### Task
Reproduce verbatim the passage of the editorial on the Georgia winter storm that begins with the words containing "Sometimes, every problem" and ends with "of local meteorologists.".

### Document section
▼

Mother Nature blew through on a quick visit last week just to remind us mere mortals who’s really in charge of the world.
A powerful combination of wintry precipitation and frigid temperatures brought much of the northern half of Georgia to a screeching halt, closing businesses, schools and roads while forcing families to hunker down at home and wait out the gust and gales of early January.
The negative financial impact of last week’s snow and ice will no doubt be yet another hardship for a state battling ongoing economic woes.
For those natives of the nation’s northern states who have relocated to Georgia, last week’s storm was much ado about nothing in terms of snow and temperature, as some have reminded us. But for natives of the South it was a major blizzard.
With transportation at a complete standstill and roads impassable for days, there were those quick to complain that local governments weren’t adequately prepared and didn’t do enough to get traffic back on the roads sooner.
Tell that to the state and local road crews who had people working night and day in the bitter cold.
The truth is, we simply aren’t prepared for a storm such as last week’s, and unless we are willing to invest huge sums of money into equipment that seldom is used and keep on hand on a permanent basis the manpower to use it, we aren’t going to be.
This isn’t Boston or New York, where it makes sense to have a fleet of snowplows on hand for use dozens of times each winter. This is North Georgia, where last week’s show of nature’s power may not be repeated for decades.
So how much is it worth to you to be prepared for the next wintry gale? Ready to have your taxes raised to hire more workers, just in case? How many millions do you want to take from other state and local needs to finance those snowplows sitting in a barn with cobwebs on them?
The state DOT alone last week was spending about $2 million a day in responding to the storm. How much more of your money do you want to add to that total in preparation for weather conditions we may never see again?
Sometimes, every problem just doesn’t have an immediate government fix. Maybe that’s a lesson we need to learn and apply to issues beyond those that can be tracked by the live action radar of local meteorologists.
To the road crews, public safety employees, firefighters, EMTs, utility workers, hospital staffers, tow truck drivers and all of those who worked long, cold hours fighting the elements last week, we say thanks.
Let’s also offer a pat on the back to all the neighbors who pitched in together to shovel off driveways, help clear community streets, share groceries and in general took things into their own hands. There’s a lesson in there somewhere too.

▲

### Listed records
▼

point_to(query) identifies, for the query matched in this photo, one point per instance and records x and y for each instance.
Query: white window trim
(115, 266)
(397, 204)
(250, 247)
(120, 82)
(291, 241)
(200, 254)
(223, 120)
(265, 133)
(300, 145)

▲

### Completed task
Sometimes, every problem just doesn’t have an immediate government fix. Maybe that’s a lesson we need to learn and apply to issues beyond those that can be tracked by the live action radar of local meteorologists.